_What to do_. Find the line in the entries below that contains "x=289, y=112". Repeat it exactly, and every line after it through the line that contains "x=188, y=195".

Dataset entries:

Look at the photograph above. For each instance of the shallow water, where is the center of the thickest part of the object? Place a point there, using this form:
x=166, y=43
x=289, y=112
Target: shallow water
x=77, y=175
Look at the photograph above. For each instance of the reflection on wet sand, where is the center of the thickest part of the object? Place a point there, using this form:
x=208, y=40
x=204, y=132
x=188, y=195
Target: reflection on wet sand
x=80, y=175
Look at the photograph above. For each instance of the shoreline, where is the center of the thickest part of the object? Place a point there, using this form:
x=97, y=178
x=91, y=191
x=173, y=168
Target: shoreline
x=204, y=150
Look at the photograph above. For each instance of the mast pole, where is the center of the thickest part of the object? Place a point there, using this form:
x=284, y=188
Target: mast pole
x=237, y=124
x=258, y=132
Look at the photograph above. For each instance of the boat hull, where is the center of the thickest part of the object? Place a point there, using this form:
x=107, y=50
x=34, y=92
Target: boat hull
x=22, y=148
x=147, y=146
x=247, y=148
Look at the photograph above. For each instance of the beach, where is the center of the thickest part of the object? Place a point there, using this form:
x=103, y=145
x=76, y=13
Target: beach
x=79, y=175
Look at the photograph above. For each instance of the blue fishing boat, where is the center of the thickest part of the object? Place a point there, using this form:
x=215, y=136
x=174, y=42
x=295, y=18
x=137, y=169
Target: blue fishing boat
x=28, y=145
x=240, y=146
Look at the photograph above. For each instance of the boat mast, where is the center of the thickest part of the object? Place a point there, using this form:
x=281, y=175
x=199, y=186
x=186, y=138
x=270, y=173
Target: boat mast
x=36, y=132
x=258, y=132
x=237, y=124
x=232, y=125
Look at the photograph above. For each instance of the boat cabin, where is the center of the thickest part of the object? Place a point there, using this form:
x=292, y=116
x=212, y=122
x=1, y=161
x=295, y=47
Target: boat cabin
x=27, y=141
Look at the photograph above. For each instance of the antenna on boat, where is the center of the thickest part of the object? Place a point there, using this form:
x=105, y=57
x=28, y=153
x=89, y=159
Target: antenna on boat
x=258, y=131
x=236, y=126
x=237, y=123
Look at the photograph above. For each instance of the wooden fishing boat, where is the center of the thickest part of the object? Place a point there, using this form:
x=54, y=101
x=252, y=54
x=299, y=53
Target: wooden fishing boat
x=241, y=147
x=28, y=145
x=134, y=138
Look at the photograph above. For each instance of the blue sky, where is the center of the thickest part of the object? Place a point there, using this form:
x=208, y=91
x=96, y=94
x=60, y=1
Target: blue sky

_Response for this exercise_.
x=289, y=112
Target: shallow water
x=77, y=175
Look at the photograph above. For each instance of the reflection on wet sand, where is the center of the thickest part of the object? Place a point there, using this form:
x=208, y=40
x=204, y=132
x=188, y=195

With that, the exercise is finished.